▸ Prompt
Set down the entries once more, exactly as given.

▸ Materials provided

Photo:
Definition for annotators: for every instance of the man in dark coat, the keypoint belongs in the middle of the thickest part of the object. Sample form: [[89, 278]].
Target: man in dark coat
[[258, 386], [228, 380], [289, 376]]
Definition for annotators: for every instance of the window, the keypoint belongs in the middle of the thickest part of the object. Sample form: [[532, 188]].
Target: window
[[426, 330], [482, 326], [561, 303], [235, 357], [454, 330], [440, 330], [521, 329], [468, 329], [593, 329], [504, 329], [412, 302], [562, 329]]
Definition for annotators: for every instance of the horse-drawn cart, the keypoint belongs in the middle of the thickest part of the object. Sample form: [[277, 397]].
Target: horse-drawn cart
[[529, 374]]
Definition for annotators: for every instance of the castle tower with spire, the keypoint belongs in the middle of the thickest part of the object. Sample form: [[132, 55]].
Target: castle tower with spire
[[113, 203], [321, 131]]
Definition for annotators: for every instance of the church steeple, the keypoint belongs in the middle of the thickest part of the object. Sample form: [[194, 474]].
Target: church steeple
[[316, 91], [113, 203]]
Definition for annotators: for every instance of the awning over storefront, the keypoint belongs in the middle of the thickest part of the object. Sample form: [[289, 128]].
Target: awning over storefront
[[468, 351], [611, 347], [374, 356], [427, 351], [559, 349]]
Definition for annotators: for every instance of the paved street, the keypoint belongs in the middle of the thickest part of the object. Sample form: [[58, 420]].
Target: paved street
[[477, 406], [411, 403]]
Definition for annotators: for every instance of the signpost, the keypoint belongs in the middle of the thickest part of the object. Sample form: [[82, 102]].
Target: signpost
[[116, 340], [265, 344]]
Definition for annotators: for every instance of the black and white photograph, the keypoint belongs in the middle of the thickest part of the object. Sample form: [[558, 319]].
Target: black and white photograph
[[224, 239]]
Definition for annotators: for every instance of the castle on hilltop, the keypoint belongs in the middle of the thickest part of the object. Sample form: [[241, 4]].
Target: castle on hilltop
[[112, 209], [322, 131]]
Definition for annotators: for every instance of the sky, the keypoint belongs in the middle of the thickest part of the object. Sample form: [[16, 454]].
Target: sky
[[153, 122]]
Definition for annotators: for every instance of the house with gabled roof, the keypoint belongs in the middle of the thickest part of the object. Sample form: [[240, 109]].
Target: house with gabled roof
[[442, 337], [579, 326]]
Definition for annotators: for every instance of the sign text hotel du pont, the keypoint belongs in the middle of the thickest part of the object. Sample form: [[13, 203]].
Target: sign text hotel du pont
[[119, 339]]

▸ Response area
Photo:
Definition for annotators: for every instance of the man in dark coat, the keypoint belongs in the middle of the thickest part of the object. Sample form: [[89, 278]].
Target: man in dark coat
[[258, 386], [228, 380], [289, 376]]
Definition for annotators: for every instance of the window, the keypoint belongs in the middle of the thickest part of the object. Sample form: [[532, 188]].
Target: window
[[426, 330], [482, 326], [561, 303], [235, 357], [454, 330], [440, 330], [521, 329], [468, 329], [593, 329], [504, 329], [412, 302], [562, 329]]
Definition for annotators: for every instance of the horse-drawn cart, the keypoint belongs in the middle of the thickest part of the object. Sample form: [[277, 397]].
Target: horse-drawn cart
[[529, 374]]
Definition for annotators: for every instance of the castle tower with spire, the keypoint belongs in the middle of the thickest part of the object. Sample form: [[132, 55]].
Target: castle tower with spire
[[113, 203], [321, 131]]
Definition for annotators: for every instance of the church steeple, the keypoint belongs in the middle of the thickest part of the object. Sample form: [[194, 474]].
Target: church steeple
[[316, 91], [113, 203]]
Definition for annotators: for every instance of the awning over storefront, the keypoint belongs in the middle of the thickest part of the object. Sample form: [[289, 128]].
Target: awning over storefront
[[468, 351], [611, 347], [374, 356], [427, 351], [559, 349]]
Definition for annotators: for every instance of the paved street, the keypoint belongs in the middle of the thickest part of the object. Sample form: [[58, 420]].
Target: paved street
[[477, 406], [411, 403]]
Definition for annotators: for every instance of the signpost, the keypoint belongs in the middle of the thickest part of the object. Sample form: [[82, 102]].
Target: signpost
[[116, 340], [265, 344]]
Definition for annotators: for every instance of the black and white photograph, the keypoint belongs in the middle of the thickest part of the object. Sample form: [[558, 319]].
Target: black and white photograph
[[224, 239]]
Definition for annotators: for every instance of the castle on hilltop, the keypoint belongs in the middle of the thickest part of the object. Sample form: [[241, 4]].
Target: castle on hilltop
[[112, 209], [322, 131]]
Definition for annotators: for every instance of the sky, the keypoint belongs in the middle of the thickest part of the object. Sample form: [[16, 454]].
Target: sky
[[153, 122]]
Definition for annotators: for every instance of the house with gabled roof, the keypoint belongs in the middle of the thickest part of the object. Sample form: [[240, 109]].
Target: house with gabled roof
[[442, 337], [579, 326]]
Definition for annotators: for every instance of the sign text hotel du pont, the keypoint belongs in the middle of the thickest part of the object. Sample form: [[13, 203]].
Target: sign text hotel du pont
[[119, 339]]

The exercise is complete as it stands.